> **The data**
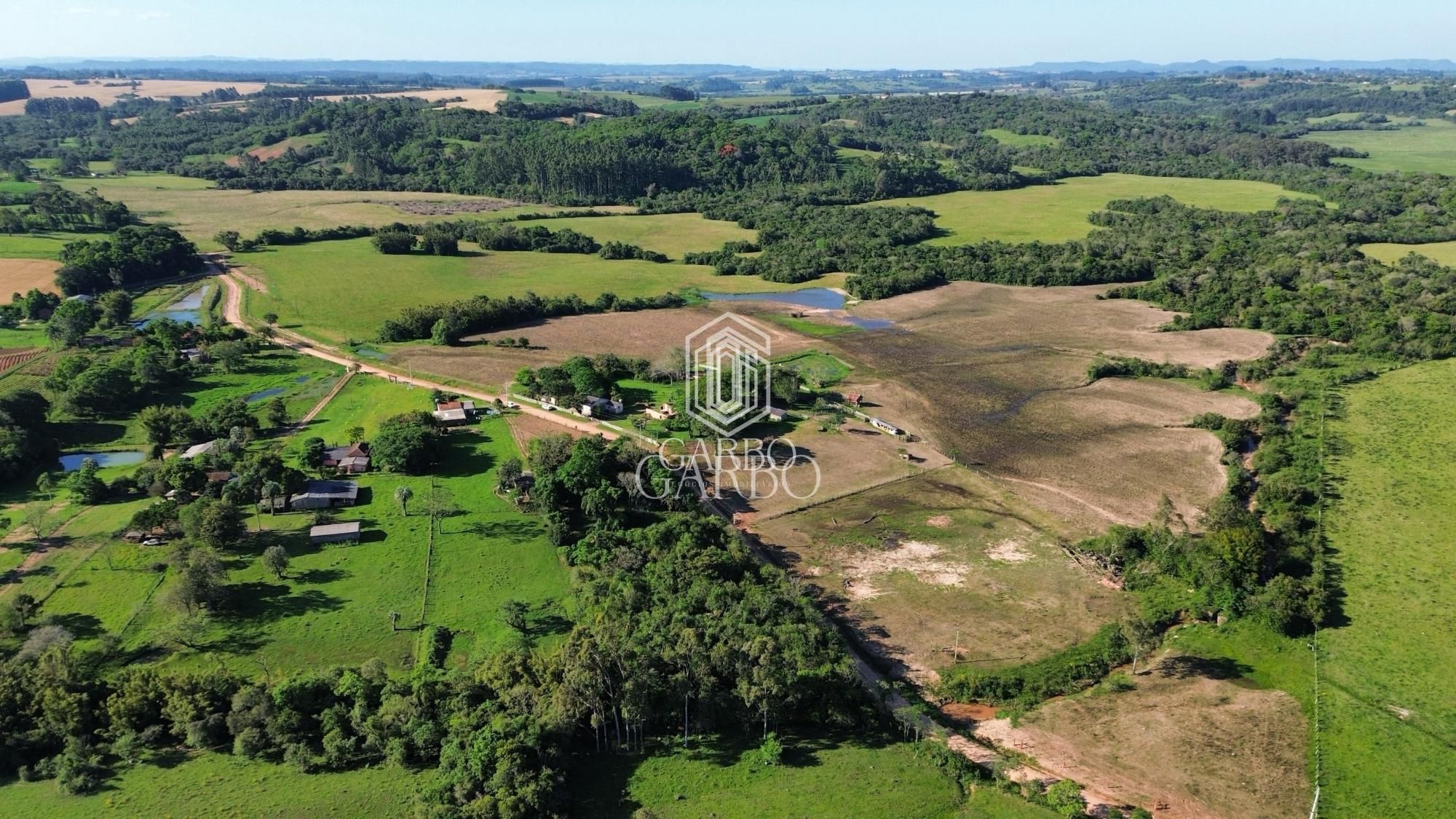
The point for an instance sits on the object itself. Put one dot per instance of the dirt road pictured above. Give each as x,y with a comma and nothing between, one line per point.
234,314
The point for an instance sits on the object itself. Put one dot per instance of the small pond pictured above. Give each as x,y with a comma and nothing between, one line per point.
74,461
186,309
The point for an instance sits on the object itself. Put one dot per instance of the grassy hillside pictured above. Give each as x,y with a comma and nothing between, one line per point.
832,775
337,290
1442,253
1056,213
218,784
672,234
1391,711
1429,148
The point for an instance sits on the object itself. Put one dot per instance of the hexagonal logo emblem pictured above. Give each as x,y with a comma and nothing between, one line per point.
727,373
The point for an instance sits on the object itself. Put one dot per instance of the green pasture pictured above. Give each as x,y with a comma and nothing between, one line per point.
672,234
339,290
221,784
822,775
1441,253
1431,148
40,245
1058,213
1388,701
1020,141
1393,708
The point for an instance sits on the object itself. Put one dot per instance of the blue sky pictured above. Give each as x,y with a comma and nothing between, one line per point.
799,34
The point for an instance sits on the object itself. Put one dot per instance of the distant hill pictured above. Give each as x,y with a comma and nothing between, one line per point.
238,66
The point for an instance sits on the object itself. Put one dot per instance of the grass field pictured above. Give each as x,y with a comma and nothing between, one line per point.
334,604
1020,141
1056,213
1429,148
40,245
107,95
1391,707
831,775
199,212
337,290
301,379
221,784
672,234
1441,253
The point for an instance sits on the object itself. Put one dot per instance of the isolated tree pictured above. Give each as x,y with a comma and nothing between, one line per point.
71,321
1141,636
202,579
272,491
276,560
277,411
231,240
515,614
164,424
1067,799
116,308
312,455
189,630
85,486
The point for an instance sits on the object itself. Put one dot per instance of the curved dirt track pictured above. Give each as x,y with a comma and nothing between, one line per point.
234,314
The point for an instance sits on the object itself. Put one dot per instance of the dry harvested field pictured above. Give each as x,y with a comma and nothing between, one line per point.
944,557
526,427
18,276
1193,736
1001,373
477,98
202,212
107,95
638,336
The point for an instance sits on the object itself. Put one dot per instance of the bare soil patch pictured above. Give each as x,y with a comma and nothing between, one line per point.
526,427
925,596
18,276
997,376
1189,737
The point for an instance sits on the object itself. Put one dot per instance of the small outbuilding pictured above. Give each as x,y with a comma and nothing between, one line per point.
199,449
347,532
456,417
325,494
350,459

> **Set task**
Convert all of the material above into a numbered list with one entry per line, omitting blank lines and leaving out the pictures.

> **Answer in full**
1. The point for an instance sits on the object itself. Put one dot per instance of the dirt road pictured above. Give each as x,y with a comma and nothing between, one line per point.
2. 234,314
3. The point for an instance sits on the object itself. Put one dot per instance of the small pond pictured above. Give each as x,y with a comma and nothing between, one line per point.
4. 74,461
5. 186,309
6. The point for an instance sits on the object itself. Put one dot per instance of the grassy hillside pictured above. Give each as x,y with a comma and nothing between, one line per point.
7. 832,775
8. 337,290
9. 1442,253
10. 1056,213
11. 218,784
12. 672,234
13. 1391,711
14. 1429,148
15. The point for an instance sits on the object itself. Put one dot per instance of the hexagonal logo emblem pictured above. Give each as x,y with a comma and nothing between, one line per point.
16. 727,373
17. The point for an instance sits on the object itself. Put one dot per instance of the green pasture pictured above. Give each as x,y with a comma and nothing between, one line per point.
18. 672,234
19. 339,290
20. 221,784
21. 822,775
22. 1441,253
23. 1431,148
24. 40,245
25. 1058,213
26. 1388,701
27. 1020,141
28. 1393,708
29. The point for an instance sits on the object itself. Put one dot per instance of the blue sky pictured above. Give each as x,y with a comma and nothing between, one line per point.
30. 799,34
31. The point for an instance sits on the object itself. Put one dot per instance of the distant hill pictured above. Give each as x,y with a comma and nothing between, one line per point.
32. 238,66
33. The point for an instance sits on the object itself. Put one dot per instance of the grass field pictured above. Give each as x,y with a comma and nothing between, one line per point.
34. 334,604
35. 1020,141
36. 1056,213
37. 1429,148
38. 40,245
39. 107,95
40. 1391,707
41. 831,775
42. 199,212
43. 337,290
44. 301,379
45. 221,784
46. 672,234
47. 1441,253
48. The point for an instance sits on the object itself. Put one dot per instance of the isolated tree pictured above. Give each as x,y with a comma and nothing between, one line per point.
49. 71,321
50. 1141,636
51. 202,579
52. 272,491
53. 276,560
54. 277,411
55. 231,240
56. 515,614
57. 164,424
58. 1067,799
59. 116,308
60. 312,455
61. 189,630
62. 85,486
63. The point for an instance sits on the object itself. Put one dot per instance of the curved dirt track pictured above. Give each as x,y with a comma and nothing between, one line per point.
64. 234,314
65. The point for an instance sits on the object itself. Put one dot per instance of the dry harvested field pictured above. Give each as x,y with a comma and nothing between, one line per point.
66. 944,557
67. 526,427
68. 18,276
69. 1193,736
70. 1001,373
71. 477,98
72. 202,212
73. 107,95
74. 638,336
75. The point for an instance sits on the object itself. Put one dot per instance of the bare soil patch pictured above. Give each as x,y with a comma and nothing between, one line per point.
76. 526,427
77. 925,596
78. 18,276
79. 997,376
80. 1189,737
81. The point for an instance sits on the object itself. Put one dot per instance of the small outbuilding pictured above. Give each as x,y with a comma and nothing between, one line per point.
82. 199,449
83. 347,532
84. 456,417
85. 325,494
86. 350,459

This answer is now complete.